Here are some records; return them all exactly.
** START Given information **
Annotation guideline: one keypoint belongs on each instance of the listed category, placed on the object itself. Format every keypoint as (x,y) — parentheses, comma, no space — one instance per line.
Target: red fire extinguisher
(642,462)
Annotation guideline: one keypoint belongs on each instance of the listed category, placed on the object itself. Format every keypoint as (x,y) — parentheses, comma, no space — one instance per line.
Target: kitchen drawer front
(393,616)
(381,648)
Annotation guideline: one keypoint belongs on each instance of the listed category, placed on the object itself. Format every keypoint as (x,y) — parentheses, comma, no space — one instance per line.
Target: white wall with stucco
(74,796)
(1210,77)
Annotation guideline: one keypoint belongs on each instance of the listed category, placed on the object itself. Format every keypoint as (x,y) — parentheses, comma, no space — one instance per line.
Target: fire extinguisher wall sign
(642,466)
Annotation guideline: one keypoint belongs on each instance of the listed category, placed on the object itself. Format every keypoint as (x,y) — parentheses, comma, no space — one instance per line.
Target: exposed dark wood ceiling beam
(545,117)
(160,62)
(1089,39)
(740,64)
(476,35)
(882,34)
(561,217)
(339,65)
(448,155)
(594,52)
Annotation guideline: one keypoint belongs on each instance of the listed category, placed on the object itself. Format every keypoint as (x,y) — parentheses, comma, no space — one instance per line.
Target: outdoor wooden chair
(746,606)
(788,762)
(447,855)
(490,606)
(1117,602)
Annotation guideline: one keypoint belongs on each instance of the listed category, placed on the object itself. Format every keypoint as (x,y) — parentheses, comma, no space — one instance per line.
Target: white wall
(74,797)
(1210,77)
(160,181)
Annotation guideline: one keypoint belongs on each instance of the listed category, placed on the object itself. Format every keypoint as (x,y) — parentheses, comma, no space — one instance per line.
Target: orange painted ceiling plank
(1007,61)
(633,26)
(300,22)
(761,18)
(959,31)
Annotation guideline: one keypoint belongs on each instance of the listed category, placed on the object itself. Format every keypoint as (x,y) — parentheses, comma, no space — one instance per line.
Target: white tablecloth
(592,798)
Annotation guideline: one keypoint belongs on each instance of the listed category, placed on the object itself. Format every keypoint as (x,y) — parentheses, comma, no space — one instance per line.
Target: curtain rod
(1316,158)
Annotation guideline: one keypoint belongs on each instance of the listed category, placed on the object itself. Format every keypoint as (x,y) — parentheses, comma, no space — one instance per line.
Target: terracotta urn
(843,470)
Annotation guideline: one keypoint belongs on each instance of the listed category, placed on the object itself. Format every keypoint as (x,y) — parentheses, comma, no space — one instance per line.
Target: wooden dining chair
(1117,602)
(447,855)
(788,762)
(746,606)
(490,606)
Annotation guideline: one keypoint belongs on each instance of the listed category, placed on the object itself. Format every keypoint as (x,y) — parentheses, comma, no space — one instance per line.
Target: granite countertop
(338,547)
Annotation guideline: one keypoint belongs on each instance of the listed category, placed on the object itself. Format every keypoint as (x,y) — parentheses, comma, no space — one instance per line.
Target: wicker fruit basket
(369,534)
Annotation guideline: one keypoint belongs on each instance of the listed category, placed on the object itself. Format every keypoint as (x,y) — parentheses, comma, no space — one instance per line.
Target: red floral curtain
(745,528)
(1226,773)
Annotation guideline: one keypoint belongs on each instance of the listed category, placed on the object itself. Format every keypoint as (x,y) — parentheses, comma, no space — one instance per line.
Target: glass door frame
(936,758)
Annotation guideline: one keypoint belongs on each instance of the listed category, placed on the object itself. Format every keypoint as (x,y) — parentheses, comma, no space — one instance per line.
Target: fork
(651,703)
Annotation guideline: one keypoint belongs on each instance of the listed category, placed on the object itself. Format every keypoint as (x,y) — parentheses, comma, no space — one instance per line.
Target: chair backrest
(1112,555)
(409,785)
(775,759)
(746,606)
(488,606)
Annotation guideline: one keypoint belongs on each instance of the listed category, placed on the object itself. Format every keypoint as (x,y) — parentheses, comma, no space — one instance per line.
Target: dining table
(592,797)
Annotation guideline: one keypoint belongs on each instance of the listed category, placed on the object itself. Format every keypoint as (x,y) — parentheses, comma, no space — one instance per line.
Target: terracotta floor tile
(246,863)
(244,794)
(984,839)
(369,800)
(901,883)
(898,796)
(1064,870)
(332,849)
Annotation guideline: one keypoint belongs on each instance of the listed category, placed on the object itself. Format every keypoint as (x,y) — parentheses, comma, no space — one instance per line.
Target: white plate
** END Given information **
→ Task result
Annotation guideline: one keypoint belongs on each instance of the listed category, placed on the object itself. Format every keypoint as (x,y) — parentheses, comma, no space — one instance per line.
Target: red fire extinguisher
(642,462)
Annotation guideline: one keypoint belongs on each instance of the listed category, placed on the object itself. Format every keypoint as (x,y) — parentheses, comma, no space — one instance per line.
Target: kitchen drawer front
(393,616)
(381,648)
Annotation guideline: one keypoint belongs on each instance of the listed category, placed on the object itself. Format every keypoint as (x,y) — parentheses, comma, no space — one instance per line.
Target: white wall with stucco
(74,796)
(1210,77)
Annotation guideline: one keypoint belongs on each instance of the listed category, placed on the object itself. Format every keypoint as (x,y) — parentheses, comma, no space — one instance per line.
Target: fire extinguisher wall sign
(642,466)
Annotation guideline: one keypoint belongs on each instance of the listed category, placed on the object itself. Format every keypoint as (x,y) — parentheses, comma, no space — one instance per line.
Target: exposed dark wood ceiling beam
(545,117)
(160,62)
(1089,39)
(740,64)
(476,35)
(882,34)
(561,217)
(339,65)
(448,155)
(594,52)
Annotation guideline: one keypoint belongs on each instance of the listed category, placed on the object itself. Format every keypoint as (x,y) — parentheses, comma, no space — one instance per line.
Target: outdoor wooden chair
(746,606)
(788,762)
(447,855)
(490,606)
(1117,602)
Annotation guideline: one keypoint belongs on each instance of the listed category, placed on the object itself. Format every keypoint as (x,y) — parentheses, comma, no space — one instance per line.
Target: white wall
(74,797)
(1210,77)
(160,181)
Annotation guideline: one keypoint belongs on each instance of the listed category, placed on the object itself. Format every keypoint as (x,y) — parentheses, comma, no space — one instance per line.
Target: orange painted ceiling plank
(1007,61)
(633,26)
(300,22)
(761,18)
(959,31)
Annotation guideline: one keypoint belongs on each instance of the listed category, placed on the object itself. Format every keypoint as (x,y) — parentheses, comma, no space — one instance per line.
Target: white tablecloth
(592,798)
Annotation guideline: one keypoint belongs on each instance of the listed category, placed on the object itself. Format every keypoint as (x,y) — parentheses, comma, no space — one instance per line.
Target: curtain rod
(1316,158)
Annotation guideline: one keypoint belongs on each instance of the listed category, placed on the object itself. Format every keypoint as (x,y) — parentheses, comma, no space — one instance per line.
Target: terracotta urn
(843,470)
Annotation guideline: one keypoint belongs on each instance of the listed category, placed on the object itself. Format every keypoint as (x,y) — parentheses, comma, no space — one instance per line.
Target: wooden dining chair
(1117,602)
(447,855)
(788,762)
(746,606)
(490,606)
Annotation guideline: one keypoint belongs on each instance of the listed category, placed on the object itself. Format every keypoint as (x,y) — parentheses, comma, no space — one instance per line.
Target: granite countertop
(338,547)
Annotation guideline: one keypoint belongs on each instance of the listed category, placed on the object itself. Format every keypoint as (x,y) — parentheses, comma, no space — one instance per line.
Target: wicker fruit basket
(369,534)
Annotation guideline: one keypoint belongs on each instance of the listed category, placed on the object itself. Format every keypoint as (x,y) — parentheses, comma, no space — one instance per line.
Target: red floral curtain
(745,528)
(1226,773)
Annotation guideline: one keypoint belongs on each instance of the listed category, placed on the object itself. Format every keypoint as (x,y) — parentheses, comma, no space — one instance per line.
Target: glass door frame
(936,758)
Annotation guideline: one keypoint belongs on each instance of the listed category, placed on the object itself. Format every keypoint as (x,y) — parentheses, comma, no space — one instance per line.
Target: fork
(651,703)
Annotation guideline: one keypoint belongs on each instance of the listed category, placed on the object itself. Format every keypoint as (x,y) — parentheses, comma, no space — one instance per line.
Target: chair backrest
(1112,555)
(409,785)
(775,759)
(746,606)
(488,606)
Annotation guideline: one keypoint belongs on each instance of the listed category, placed on the object itself. Format every keypoint as (x,y) — parentheses, comma, no space — one instance per line.
Target: dining table
(592,797)
Annotation guideline: one keypoint belongs on each instance of the listed category, placed on the object itself. Format every keypoint as (x,y) — parentheses, comma, no space — one instance per line.
Target: terracotta floor tile
(246,863)
(244,794)
(984,839)
(369,800)
(901,883)
(898,796)
(1064,870)
(332,849)
Annotation guideline: one keypoint belongs on each instance of the listed category, placed on the object itself. Format every keypoint as (x,y) — parentheses, comma, no space — one instance per line.
Target: white plate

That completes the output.